Metal organic frameworks (MOFs) are crystalline nanomaterials composed of metal ions or clusters coordinated with organic ligands. Owing to the versatility of their building blocks, MOFs have multiple functionalities and can serve as gas separators, sensors, catalysts, electrode materials etc. Now the structure diversity of MOFs is further enriched by Wu and coworkers from Soochow University, China. Specifically, the researchers synthesized a semiconducting MOF with tetra-coordinated sulfur units. This breakthrough was recently published in ChemComm.

The uniqueness of the synthesized semiconducting MOF (MCOF-89) is its square-planar tetra-coordinated metal-sulfur structure, which is observed in MOFs for the first time. It was believed that putting a sulfur atom next to a metal node of MOFs was extremely difficult, because of the large discrepancy in bonding energy between metal-sulfur bonds and conventional metal-carboxylate bonds. Incorporating sulfur atoms thereby could undermine the structural stability of MOFs.

### [Exercise task 1]
Write out the passage on the semiconducting MOF in full, word for word.

### [Source data]
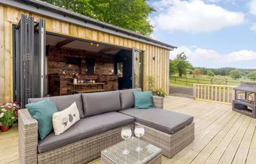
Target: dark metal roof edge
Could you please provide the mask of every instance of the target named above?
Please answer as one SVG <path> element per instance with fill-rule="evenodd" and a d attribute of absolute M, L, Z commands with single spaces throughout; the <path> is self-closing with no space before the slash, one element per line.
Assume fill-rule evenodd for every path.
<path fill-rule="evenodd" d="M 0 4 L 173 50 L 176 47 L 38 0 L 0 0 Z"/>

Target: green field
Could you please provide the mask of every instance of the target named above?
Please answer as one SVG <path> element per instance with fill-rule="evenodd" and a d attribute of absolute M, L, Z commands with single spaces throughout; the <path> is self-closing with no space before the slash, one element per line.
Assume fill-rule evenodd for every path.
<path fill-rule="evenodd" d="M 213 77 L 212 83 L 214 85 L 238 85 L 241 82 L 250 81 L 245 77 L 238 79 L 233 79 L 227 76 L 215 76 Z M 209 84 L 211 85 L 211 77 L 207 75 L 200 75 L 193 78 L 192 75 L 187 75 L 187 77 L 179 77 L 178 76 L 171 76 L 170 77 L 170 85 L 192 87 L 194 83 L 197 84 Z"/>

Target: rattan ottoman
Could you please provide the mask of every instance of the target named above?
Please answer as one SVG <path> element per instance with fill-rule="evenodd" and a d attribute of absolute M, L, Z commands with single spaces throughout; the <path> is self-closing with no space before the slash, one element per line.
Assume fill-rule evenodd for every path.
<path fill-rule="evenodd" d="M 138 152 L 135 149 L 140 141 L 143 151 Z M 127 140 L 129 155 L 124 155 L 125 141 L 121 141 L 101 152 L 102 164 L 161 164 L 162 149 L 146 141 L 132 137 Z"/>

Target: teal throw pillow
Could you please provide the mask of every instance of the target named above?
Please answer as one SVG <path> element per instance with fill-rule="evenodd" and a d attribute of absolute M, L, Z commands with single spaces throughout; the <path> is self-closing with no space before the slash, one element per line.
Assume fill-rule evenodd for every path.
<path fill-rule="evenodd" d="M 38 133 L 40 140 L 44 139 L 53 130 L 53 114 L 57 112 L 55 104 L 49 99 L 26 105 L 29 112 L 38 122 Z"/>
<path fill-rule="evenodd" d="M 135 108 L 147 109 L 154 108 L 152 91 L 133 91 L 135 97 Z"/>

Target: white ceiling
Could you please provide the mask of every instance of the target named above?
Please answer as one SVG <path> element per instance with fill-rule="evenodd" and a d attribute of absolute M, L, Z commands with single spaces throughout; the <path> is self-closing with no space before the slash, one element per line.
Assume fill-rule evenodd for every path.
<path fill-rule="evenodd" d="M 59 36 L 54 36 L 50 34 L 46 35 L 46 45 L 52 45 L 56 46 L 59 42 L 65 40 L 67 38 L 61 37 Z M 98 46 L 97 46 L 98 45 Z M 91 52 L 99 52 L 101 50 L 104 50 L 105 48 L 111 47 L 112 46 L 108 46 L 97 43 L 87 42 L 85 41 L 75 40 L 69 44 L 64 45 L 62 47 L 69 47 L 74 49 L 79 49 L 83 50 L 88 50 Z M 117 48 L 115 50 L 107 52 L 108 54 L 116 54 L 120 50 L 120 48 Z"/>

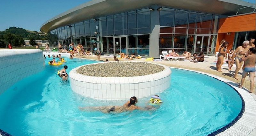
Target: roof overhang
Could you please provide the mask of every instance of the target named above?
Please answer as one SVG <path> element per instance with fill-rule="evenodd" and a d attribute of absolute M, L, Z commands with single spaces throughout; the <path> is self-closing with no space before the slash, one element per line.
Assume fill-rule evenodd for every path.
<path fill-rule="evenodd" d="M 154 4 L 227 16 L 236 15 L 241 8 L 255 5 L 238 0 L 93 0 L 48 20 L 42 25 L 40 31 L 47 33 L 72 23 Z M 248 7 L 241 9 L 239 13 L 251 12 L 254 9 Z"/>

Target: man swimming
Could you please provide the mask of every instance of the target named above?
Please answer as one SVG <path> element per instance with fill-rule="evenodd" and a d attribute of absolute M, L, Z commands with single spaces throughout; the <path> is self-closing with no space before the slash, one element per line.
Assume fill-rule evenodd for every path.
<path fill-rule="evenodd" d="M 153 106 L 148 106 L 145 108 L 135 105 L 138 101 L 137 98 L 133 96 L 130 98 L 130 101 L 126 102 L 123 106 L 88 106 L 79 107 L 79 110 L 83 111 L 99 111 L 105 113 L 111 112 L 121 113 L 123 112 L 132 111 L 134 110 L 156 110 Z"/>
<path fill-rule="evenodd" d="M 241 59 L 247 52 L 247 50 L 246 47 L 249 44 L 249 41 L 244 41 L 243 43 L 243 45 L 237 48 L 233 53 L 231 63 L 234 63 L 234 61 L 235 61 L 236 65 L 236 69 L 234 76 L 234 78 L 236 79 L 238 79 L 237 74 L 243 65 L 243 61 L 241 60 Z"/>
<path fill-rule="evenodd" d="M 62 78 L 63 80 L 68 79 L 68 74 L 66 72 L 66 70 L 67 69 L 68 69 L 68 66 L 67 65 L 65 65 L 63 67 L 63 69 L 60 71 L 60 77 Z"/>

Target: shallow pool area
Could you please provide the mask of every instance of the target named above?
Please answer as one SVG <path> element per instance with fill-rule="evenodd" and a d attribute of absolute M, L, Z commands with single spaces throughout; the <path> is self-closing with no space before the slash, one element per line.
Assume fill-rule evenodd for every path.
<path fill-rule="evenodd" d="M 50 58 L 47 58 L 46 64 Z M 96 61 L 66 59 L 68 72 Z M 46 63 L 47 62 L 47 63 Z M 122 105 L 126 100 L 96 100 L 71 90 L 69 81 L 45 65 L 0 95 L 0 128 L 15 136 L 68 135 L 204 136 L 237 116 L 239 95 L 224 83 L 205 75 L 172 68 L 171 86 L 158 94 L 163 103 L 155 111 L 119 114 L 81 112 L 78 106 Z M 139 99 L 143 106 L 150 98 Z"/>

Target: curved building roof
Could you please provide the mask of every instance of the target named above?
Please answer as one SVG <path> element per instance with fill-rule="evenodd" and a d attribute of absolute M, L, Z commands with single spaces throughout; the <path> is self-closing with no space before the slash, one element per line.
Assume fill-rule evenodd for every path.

...

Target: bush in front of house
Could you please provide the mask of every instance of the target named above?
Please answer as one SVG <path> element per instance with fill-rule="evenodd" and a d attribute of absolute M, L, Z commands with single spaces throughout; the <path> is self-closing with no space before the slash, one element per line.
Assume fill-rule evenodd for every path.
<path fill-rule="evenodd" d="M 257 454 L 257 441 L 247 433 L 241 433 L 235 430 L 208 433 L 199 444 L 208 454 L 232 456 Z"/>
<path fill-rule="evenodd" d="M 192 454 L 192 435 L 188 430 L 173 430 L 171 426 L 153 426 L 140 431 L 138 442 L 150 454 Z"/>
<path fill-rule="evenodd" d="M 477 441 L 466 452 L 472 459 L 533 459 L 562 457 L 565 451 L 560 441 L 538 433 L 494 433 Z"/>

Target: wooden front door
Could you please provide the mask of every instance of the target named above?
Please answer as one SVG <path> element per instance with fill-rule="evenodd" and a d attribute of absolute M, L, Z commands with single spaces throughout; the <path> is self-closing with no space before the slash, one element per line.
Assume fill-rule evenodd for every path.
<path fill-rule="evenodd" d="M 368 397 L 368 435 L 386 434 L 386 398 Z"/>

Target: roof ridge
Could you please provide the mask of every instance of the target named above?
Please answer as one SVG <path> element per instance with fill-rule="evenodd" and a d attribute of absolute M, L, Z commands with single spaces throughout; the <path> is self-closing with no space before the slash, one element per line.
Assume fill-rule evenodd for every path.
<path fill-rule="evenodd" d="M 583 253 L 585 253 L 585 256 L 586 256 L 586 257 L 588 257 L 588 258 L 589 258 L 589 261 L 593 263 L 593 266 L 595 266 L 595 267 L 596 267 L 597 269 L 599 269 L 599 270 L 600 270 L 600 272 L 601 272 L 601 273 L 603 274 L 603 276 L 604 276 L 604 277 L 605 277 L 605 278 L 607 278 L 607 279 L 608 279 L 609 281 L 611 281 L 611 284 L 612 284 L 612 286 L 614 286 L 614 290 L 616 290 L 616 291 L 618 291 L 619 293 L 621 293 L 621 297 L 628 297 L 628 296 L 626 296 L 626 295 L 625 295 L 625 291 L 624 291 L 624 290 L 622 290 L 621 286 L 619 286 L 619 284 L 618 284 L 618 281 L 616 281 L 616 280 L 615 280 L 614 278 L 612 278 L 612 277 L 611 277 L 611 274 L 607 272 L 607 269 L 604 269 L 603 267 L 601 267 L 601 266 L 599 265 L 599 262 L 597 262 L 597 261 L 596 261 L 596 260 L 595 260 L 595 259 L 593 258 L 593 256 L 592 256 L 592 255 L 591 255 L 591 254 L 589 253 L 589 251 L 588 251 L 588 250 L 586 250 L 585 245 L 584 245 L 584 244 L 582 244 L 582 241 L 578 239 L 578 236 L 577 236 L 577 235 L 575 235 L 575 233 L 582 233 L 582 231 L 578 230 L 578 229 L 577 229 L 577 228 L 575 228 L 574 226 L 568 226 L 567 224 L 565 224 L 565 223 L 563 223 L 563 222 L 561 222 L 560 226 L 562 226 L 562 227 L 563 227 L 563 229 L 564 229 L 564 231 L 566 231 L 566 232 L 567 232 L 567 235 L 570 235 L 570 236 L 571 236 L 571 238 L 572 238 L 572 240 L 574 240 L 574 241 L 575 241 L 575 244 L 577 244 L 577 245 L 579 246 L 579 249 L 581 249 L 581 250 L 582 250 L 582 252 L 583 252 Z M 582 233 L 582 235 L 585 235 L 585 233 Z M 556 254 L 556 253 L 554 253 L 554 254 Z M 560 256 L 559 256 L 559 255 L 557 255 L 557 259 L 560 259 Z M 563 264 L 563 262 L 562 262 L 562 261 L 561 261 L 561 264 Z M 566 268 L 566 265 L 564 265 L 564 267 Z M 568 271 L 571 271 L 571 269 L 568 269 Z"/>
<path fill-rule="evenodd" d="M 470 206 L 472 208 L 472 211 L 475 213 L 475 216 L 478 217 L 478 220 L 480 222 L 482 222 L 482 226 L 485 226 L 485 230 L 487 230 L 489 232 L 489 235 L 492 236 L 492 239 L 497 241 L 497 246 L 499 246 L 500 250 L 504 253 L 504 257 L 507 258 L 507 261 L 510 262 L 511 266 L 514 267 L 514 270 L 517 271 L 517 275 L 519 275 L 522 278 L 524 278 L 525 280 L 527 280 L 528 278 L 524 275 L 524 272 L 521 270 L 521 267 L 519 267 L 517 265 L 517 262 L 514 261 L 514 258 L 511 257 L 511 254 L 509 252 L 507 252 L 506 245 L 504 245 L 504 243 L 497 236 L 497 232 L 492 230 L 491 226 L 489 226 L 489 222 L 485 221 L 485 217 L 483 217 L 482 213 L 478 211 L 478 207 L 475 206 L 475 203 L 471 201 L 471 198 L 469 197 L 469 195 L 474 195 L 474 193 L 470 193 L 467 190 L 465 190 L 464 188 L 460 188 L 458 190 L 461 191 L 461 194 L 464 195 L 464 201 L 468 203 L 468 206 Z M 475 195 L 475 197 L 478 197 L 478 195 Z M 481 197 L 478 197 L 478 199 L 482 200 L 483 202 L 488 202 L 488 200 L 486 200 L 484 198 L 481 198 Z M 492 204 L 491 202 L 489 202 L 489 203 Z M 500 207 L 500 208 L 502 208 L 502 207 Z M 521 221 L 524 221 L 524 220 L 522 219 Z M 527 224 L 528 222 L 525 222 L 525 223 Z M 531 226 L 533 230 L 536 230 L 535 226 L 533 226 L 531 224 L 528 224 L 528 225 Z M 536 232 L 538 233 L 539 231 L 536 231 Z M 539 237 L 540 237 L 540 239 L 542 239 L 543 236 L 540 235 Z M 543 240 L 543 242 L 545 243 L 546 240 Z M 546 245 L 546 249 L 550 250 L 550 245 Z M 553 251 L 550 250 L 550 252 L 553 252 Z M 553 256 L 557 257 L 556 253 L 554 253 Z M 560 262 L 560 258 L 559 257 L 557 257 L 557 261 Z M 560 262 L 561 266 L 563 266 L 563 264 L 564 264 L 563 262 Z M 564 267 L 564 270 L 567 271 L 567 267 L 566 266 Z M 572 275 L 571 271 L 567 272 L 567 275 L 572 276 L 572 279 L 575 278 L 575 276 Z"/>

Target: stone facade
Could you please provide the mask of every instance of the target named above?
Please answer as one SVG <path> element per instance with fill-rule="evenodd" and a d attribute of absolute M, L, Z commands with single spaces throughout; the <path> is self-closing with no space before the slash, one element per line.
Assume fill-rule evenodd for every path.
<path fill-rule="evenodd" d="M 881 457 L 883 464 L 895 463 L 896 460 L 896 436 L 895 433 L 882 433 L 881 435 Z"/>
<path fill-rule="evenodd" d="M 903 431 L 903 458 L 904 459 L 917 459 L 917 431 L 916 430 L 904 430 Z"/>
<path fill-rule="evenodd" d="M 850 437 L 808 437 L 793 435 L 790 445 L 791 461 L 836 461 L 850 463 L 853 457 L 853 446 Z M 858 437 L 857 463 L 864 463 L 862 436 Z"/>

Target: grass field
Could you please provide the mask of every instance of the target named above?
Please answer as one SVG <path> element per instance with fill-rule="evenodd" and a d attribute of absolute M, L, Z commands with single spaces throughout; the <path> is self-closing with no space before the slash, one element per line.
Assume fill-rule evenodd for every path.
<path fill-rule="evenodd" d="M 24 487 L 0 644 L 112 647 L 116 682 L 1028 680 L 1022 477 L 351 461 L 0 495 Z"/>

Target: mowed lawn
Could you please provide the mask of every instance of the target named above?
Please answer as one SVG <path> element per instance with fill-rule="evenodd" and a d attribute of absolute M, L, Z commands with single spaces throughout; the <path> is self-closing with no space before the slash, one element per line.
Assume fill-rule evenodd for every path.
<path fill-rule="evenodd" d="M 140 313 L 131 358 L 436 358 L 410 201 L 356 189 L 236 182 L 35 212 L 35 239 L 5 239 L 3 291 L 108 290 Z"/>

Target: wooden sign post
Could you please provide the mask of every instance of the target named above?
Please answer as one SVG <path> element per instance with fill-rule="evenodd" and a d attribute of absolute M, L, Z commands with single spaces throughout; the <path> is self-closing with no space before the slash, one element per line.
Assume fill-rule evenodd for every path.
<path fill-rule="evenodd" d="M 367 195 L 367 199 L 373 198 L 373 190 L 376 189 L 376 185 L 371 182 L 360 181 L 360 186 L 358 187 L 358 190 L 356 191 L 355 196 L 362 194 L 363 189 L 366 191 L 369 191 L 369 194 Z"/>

### [Exercise task 2]
In the records, recast the lines from the one containing "Target: dark metal roof edge" through the one containing "173 50 L 176", inclusive, as a JSON list of strings with one string per line, leaving out blank lines.

### [Final result 1]
Metal organic frameworks (MOFs) are crystalline nanomaterials composed of metal ions or clusters coordinated with organic ligands. Owing to the versatility of their building blocks, MOFs have multiple functionalities and can serve as gas separators, sensors, catalysts, electrode materials etc. Now the structure diversity of MOFs is further enriched by Wu and coworkers from Soochow University, China. Specifically, the researchers synthesized a semiconducting MOF with tetra-coordinated sulfur units. This breakthrough was recently published in ChemComm.

The uniqueness of the synthesized semiconducting MOF (MCOF-89) is its square-planar tetra-coordinated metal-sulfur structure, which is observed in MOFs for the first time. It was believed that putting a sulfur atom next to a metal node of MOFs was extremely difficult, because of the large discrepancy in bonding energy between metal-sulfur bonds and conventional metal-carboxylate bonds. Incorporating sulfur atoms thereby could undermine the structural stability of MOFs.

### [Final result 2]
[
  "Target: dark metal roof edge",
  "Could you please provide the mask of every instance of the target named above?",
  "Please answer as one SVG <path> element per instance with fill-rule=\"evenodd\" and a d attribute of absolute M, L, Z commands with single spaces throughout; the <path> is self-closing with no space before the slash, one element per line.",
  "Assume fill-rule evenodd for every path.",
  "<path fill-rule=\"evenodd\" d=\"M 0 4 L 173 50 L 176 47 L 38 0 L 0 0 Z\"/>"
]